Task description
Which lines of the data below contain the word "checkout"? Pull out each such line in full, treating the match as case-sensitive.

----

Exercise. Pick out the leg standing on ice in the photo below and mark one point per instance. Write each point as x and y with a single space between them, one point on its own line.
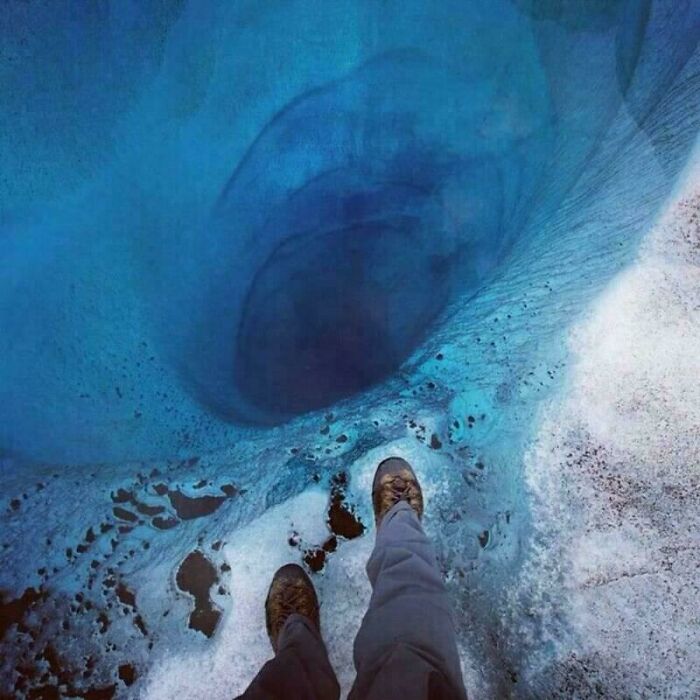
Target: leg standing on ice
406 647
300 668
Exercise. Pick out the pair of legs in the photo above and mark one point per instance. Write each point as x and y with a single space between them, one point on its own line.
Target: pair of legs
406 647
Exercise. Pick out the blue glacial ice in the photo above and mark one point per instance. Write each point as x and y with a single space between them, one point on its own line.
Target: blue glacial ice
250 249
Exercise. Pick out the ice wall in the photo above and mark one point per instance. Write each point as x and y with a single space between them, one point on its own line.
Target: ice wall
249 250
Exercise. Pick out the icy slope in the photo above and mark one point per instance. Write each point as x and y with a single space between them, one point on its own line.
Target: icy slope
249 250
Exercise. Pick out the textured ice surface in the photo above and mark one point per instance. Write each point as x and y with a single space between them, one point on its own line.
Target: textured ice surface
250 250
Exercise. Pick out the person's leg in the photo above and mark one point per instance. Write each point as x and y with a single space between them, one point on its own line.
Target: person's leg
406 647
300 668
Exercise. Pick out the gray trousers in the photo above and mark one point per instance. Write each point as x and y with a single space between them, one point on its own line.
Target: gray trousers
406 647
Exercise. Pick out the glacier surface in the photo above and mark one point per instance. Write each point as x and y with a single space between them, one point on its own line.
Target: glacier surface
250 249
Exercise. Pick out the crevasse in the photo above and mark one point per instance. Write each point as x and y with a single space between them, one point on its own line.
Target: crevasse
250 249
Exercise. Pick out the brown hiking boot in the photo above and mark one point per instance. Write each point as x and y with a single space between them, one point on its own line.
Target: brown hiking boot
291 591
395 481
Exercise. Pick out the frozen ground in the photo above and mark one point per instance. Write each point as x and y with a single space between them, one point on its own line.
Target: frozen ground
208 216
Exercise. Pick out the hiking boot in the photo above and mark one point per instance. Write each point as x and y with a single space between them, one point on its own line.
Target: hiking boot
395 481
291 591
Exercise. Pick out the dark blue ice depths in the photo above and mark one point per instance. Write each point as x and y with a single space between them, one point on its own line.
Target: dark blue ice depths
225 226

----

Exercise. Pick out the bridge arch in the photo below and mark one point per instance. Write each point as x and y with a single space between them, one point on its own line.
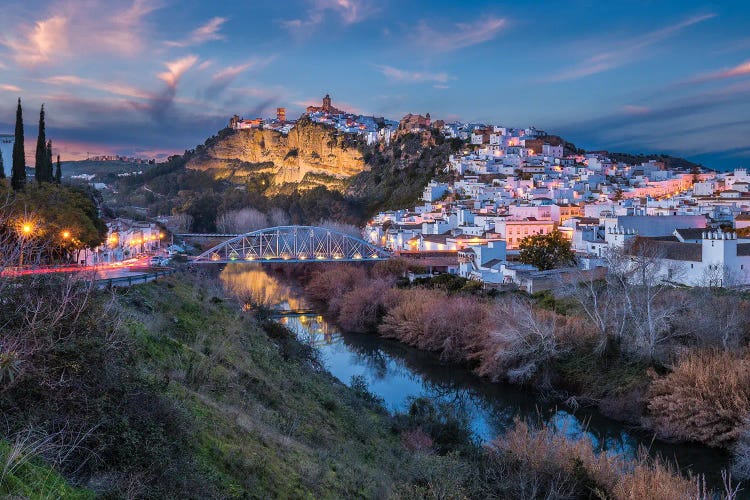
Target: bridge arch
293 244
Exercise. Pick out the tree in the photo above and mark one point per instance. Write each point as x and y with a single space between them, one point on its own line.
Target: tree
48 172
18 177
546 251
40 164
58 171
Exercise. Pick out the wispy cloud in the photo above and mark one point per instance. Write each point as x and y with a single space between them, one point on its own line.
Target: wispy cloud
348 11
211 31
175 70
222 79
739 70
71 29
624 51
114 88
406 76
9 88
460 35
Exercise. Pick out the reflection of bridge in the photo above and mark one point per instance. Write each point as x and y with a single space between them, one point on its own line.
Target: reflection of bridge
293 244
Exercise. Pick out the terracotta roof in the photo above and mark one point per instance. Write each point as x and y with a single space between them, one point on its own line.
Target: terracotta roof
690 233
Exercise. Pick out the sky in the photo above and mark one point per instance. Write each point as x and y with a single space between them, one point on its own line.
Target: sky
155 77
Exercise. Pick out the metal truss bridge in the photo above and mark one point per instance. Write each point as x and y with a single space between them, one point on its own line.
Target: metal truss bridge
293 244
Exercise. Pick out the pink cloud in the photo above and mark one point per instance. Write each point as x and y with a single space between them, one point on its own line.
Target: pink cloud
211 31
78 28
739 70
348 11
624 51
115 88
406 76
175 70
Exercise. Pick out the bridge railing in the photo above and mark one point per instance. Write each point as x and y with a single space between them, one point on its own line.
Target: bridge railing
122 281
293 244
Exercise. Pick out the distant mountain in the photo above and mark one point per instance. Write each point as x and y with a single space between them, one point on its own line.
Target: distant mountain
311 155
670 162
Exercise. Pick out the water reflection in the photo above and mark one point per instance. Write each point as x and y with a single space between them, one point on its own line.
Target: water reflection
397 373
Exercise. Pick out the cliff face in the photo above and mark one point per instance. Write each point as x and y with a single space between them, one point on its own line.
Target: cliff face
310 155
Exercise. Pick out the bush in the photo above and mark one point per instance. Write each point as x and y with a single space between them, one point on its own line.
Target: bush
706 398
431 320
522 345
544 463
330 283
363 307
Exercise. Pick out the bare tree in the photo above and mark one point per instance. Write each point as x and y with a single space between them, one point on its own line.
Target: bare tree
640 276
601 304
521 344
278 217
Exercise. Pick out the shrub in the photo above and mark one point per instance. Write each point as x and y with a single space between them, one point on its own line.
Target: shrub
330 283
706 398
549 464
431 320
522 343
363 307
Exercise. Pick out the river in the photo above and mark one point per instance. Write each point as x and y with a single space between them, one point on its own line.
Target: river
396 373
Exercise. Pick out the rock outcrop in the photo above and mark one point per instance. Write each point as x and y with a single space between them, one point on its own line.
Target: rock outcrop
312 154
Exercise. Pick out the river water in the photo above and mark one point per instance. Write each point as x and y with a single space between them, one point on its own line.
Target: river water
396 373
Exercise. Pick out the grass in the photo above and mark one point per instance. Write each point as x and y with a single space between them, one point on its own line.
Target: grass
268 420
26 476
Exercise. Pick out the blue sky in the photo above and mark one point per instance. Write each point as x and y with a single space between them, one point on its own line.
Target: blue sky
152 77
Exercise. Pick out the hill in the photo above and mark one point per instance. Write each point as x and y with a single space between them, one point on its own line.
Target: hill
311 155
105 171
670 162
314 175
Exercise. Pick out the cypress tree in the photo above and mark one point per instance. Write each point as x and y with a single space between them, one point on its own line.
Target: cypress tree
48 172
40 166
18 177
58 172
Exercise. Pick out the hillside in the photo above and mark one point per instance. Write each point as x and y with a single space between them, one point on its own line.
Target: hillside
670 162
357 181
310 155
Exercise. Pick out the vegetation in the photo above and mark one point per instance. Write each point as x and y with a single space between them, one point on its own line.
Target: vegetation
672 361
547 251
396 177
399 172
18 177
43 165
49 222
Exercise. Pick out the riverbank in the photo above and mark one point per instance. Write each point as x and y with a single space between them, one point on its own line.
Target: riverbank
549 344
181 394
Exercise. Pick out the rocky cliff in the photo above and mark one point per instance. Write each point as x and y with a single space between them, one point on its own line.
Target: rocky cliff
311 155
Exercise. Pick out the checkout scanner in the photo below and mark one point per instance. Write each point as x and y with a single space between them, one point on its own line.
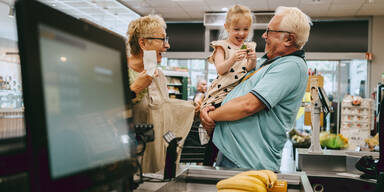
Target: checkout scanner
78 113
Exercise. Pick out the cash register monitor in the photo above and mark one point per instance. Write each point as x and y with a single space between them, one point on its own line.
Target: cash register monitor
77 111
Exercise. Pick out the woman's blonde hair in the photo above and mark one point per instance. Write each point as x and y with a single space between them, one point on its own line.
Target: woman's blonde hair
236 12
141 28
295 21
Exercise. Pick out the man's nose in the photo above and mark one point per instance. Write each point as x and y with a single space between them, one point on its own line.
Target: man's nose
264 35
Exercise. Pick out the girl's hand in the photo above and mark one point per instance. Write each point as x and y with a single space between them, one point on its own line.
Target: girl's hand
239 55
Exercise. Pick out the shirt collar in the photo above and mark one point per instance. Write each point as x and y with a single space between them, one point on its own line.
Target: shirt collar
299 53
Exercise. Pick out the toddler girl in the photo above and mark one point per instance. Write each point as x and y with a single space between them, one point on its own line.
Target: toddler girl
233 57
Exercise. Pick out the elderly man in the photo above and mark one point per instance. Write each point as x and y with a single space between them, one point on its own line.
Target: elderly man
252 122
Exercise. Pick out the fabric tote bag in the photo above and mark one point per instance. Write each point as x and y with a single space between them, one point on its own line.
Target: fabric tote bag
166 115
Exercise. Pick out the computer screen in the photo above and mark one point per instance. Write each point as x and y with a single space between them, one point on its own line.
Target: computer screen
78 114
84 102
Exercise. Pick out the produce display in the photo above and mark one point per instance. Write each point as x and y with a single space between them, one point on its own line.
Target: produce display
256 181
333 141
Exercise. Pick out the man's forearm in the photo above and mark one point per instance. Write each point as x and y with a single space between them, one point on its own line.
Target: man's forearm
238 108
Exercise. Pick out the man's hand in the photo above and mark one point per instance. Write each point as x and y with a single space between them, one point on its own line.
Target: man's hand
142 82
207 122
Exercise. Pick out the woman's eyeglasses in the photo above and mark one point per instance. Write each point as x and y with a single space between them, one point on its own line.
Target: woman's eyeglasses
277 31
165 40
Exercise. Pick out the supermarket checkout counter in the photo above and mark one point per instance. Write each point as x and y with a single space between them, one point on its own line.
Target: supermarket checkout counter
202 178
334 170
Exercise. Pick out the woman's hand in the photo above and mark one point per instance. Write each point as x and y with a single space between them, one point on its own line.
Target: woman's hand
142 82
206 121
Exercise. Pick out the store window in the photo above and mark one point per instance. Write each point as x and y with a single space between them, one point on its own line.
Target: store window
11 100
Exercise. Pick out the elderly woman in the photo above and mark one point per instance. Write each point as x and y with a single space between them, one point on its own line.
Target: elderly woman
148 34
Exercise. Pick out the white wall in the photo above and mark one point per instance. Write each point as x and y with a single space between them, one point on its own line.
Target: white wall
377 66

----

Response
Exercise. Pick out the checkout scanner in the photo below and mark one point per instance. Write each point as x and y with a single space between them, one point on its own line.
Target: checkout scanner
Exercise. Pick out the supermarket checkout counter in the photo above and mark one point per instance. Write each point as x and y with a single space between them, one point on its own line.
Target: supermarket checkout counter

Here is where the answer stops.